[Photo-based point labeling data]
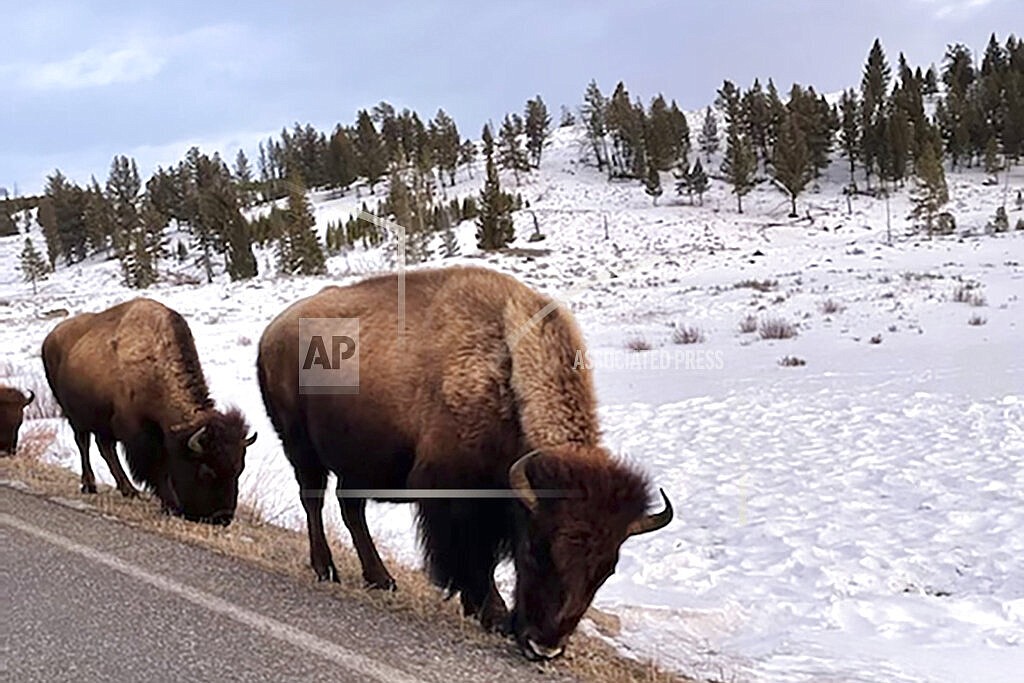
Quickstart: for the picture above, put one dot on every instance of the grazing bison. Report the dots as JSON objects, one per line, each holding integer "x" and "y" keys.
{"x": 12, "y": 404}
{"x": 474, "y": 388}
{"x": 131, "y": 374}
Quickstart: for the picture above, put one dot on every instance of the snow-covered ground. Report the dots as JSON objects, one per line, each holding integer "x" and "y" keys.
{"x": 856, "y": 518}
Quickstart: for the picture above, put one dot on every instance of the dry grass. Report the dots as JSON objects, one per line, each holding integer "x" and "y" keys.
{"x": 285, "y": 552}
{"x": 687, "y": 335}
{"x": 830, "y": 306}
{"x": 776, "y": 328}
{"x": 759, "y": 285}
{"x": 749, "y": 325}
{"x": 967, "y": 293}
{"x": 638, "y": 343}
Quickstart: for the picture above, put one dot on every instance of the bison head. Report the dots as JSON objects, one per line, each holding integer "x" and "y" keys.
{"x": 12, "y": 403}
{"x": 205, "y": 461}
{"x": 579, "y": 508}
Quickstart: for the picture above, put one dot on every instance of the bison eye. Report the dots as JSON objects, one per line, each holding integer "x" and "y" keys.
{"x": 206, "y": 472}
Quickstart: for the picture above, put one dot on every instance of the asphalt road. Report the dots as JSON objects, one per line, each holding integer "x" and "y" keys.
{"x": 85, "y": 598}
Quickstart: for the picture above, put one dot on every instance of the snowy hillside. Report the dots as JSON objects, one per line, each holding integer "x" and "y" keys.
{"x": 856, "y": 518}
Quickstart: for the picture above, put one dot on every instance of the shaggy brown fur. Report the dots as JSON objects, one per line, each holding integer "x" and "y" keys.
{"x": 469, "y": 385}
{"x": 12, "y": 403}
{"x": 131, "y": 374}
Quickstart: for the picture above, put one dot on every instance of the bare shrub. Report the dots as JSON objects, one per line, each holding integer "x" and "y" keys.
{"x": 759, "y": 285}
{"x": 35, "y": 439}
{"x": 967, "y": 293}
{"x": 178, "y": 279}
{"x": 829, "y": 306}
{"x": 776, "y": 328}
{"x": 638, "y": 343}
{"x": 687, "y": 335}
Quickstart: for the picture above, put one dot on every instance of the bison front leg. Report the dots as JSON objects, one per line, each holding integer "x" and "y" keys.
{"x": 353, "y": 511}
{"x": 312, "y": 484}
{"x": 88, "y": 478}
{"x": 110, "y": 454}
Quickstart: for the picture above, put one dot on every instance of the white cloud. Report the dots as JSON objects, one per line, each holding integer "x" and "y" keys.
{"x": 93, "y": 68}
{"x": 954, "y": 8}
{"x": 140, "y": 57}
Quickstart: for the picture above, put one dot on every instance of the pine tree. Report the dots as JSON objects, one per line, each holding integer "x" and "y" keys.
{"x": 594, "y": 115}
{"x": 930, "y": 193}
{"x": 739, "y": 162}
{"x": 342, "y": 163}
{"x": 511, "y": 155}
{"x": 708, "y": 140}
{"x": 494, "y": 225}
{"x": 849, "y": 134}
{"x": 444, "y": 135}
{"x": 758, "y": 119}
{"x": 652, "y": 183}
{"x": 299, "y": 251}
{"x": 467, "y": 155}
{"x": 992, "y": 166}
{"x": 538, "y": 127}
{"x": 792, "y": 161}
{"x": 370, "y": 152}
{"x": 34, "y": 267}
{"x": 698, "y": 180}
{"x": 124, "y": 190}
{"x": 244, "y": 178}
{"x": 566, "y": 118}
{"x": 873, "y": 93}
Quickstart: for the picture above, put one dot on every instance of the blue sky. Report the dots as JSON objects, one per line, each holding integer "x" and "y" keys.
{"x": 85, "y": 81}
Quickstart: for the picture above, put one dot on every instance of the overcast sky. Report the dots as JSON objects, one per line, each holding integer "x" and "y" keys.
{"x": 82, "y": 82}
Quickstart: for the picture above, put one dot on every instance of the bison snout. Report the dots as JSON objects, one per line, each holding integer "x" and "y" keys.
{"x": 538, "y": 652}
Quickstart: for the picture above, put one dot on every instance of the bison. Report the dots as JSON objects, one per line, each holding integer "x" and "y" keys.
{"x": 12, "y": 404}
{"x": 130, "y": 374}
{"x": 469, "y": 403}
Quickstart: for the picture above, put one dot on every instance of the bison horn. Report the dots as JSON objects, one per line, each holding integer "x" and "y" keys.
{"x": 520, "y": 483}
{"x": 194, "y": 443}
{"x": 654, "y": 521}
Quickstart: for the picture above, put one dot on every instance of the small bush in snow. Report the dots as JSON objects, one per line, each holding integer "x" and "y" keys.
{"x": 687, "y": 335}
{"x": 776, "y": 328}
{"x": 749, "y": 325}
{"x": 638, "y": 343}
{"x": 759, "y": 285}
{"x": 829, "y": 306}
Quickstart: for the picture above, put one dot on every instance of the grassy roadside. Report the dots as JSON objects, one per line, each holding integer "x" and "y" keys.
{"x": 285, "y": 552}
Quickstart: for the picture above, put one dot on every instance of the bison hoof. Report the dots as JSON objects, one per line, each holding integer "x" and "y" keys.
{"x": 330, "y": 573}
{"x": 378, "y": 585}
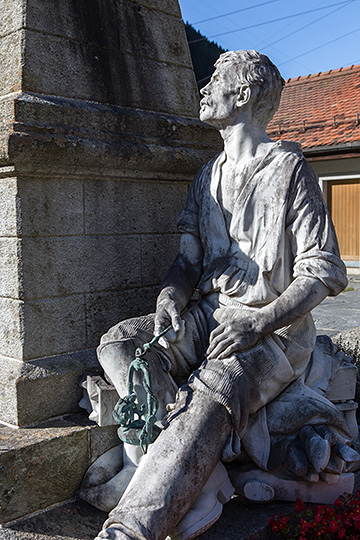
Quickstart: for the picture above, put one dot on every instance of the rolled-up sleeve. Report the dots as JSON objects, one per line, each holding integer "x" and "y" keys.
{"x": 311, "y": 233}
{"x": 188, "y": 220}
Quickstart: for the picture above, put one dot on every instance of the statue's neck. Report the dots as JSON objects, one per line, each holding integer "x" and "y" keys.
{"x": 243, "y": 142}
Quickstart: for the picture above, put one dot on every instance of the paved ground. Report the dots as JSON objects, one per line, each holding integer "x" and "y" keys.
{"x": 341, "y": 313}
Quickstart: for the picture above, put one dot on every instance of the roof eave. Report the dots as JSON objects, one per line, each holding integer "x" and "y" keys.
{"x": 346, "y": 148}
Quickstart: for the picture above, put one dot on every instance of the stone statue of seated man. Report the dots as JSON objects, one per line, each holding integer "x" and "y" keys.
{"x": 258, "y": 244}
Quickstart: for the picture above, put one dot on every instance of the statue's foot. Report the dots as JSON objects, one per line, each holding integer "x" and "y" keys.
{"x": 258, "y": 491}
{"x": 106, "y": 496}
{"x": 207, "y": 507}
{"x": 113, "y": 532}
{"x": 104, "y": 468}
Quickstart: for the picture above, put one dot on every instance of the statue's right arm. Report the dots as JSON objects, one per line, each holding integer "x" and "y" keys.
{"x": 179, "y": 283}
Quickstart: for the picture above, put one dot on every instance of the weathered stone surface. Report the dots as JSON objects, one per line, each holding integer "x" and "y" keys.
{"x": 130, "y": 27}
{"x": 11, "y": 17}
{"x": 64, "y": 330}
{"x": 60, "y": 266}
{"x": 10, "y": 61}
{"x": 156, "y": 259}
{"x": 45, "y": 378}
{"x": 145, "y": 206}
{"x": 87, "y": 178}
{"x": 11, "y": 327}
{"x": 60, "y": 136}
{"x": 103, "y": 310}
{"x": 8, "y": 190}
{"x": 9, "y": 267}
{"x": 51, "y": 206}
{"x": 44, "y": 464}
{"x": 102, "y": 80}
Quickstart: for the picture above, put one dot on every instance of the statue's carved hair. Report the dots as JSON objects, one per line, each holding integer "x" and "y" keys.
{"x": 256, "y": 69}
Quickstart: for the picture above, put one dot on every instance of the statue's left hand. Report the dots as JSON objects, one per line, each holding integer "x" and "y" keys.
{"x": 235, "y": 336}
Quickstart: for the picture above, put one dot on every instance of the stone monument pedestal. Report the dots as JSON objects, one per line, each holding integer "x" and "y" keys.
{"x": 99, "y": 142}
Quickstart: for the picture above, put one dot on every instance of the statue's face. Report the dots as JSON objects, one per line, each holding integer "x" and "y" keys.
{"x": 218, "y": 106}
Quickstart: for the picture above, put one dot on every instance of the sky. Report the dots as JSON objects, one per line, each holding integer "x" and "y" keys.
{"x": 304, "y": 37}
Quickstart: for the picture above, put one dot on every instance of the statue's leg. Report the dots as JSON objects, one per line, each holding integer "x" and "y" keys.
{"x": 116, "y": 351}
{"x": 172, "y": 474}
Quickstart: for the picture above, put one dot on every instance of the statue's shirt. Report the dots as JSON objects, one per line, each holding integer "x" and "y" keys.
{"x": 279, "y": 228}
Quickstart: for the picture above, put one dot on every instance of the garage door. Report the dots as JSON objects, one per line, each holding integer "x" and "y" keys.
{"x": 344, "y": 206}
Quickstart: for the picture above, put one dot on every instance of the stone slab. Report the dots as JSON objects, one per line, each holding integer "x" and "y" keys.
{"x": 42, "y": 388}
{"x": 44, "y": 464}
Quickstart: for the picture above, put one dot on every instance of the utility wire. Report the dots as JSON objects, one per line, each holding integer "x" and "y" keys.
{"x": 267, "y": 22}
{"x": 306, "y": 26}
{"x": 320, "y": 46}
{"x": 232, "y": 12}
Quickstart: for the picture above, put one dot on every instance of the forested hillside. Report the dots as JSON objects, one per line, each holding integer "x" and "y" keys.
{"x": 203, "y": 53}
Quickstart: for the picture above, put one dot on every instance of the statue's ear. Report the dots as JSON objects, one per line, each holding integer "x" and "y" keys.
{"x": 244, "y": 95}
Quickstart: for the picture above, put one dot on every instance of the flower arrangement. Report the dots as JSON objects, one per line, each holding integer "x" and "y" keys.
{"x": 340, "y": 520}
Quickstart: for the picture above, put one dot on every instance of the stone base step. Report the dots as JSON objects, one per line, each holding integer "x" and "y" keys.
{"x": 76, "y": 520}
{"x": 44, "y": 464}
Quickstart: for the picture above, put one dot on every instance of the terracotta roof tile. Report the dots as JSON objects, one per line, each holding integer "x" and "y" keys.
{"x": 320, "y": 110}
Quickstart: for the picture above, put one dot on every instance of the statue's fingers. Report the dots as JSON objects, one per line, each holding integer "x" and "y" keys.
{"x": 335, "y": 465}
{"x": 317, "y": 449}
{"x": 220, "y": 346}
{"x": 296, "y": 460}
{"x": 231, "y": 349}
{"x": 216, "y": 332}
{"x": 327, "y": 434}
{"x": 214, "y": 342}
{"x": 162, "y": 321}
{"x": 346, "y": 453}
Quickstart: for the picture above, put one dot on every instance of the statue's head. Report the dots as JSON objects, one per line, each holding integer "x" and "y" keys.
{"x": 245, "y": 76}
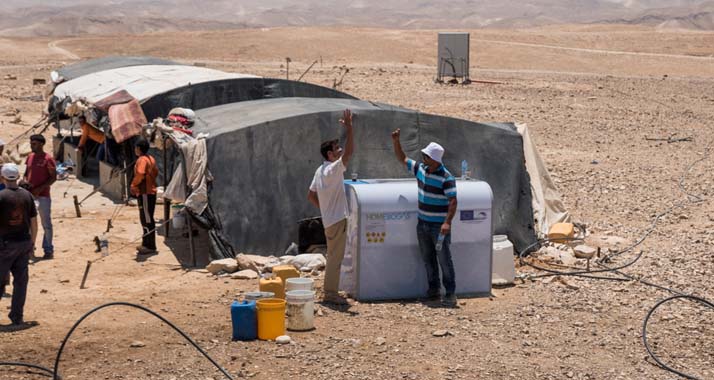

> [Prompt] Could you repeat the data from the line containing "the statue's fingers." through the end of the data, both ends included, keeping the requests unchanged but scaling every x and y coordinate in the answers by 0.75 and rounding to whole numbers with halves going up? Omit the pictures from your output.

> [Solution for this task]
Quickstart: for the picture above, put one dot on every instance of the statue's fingers. Report the dots as JSON objects, one per line, each holding integer "x" and "y" keys.
{"x": 251, "y": 349}
{"x": 238, "y": 337}
{"x": 165, "y": 260}
{"x": 222, "y": 345}
{"x": 173, "y": 262}
{"x": 162, "y": 249}
{"x": 245, "y": 326}
{"x": 161, "y": 257}
{"x": 122, "y": 241}
{"x": 260, "y": 340}
Quickstart: for the picture above, put one dot on every instance of the statue's head. Report the dots as JSON objects, one per line, each holding integer "x" and "y" keys.
{"x": 184, "y": 57}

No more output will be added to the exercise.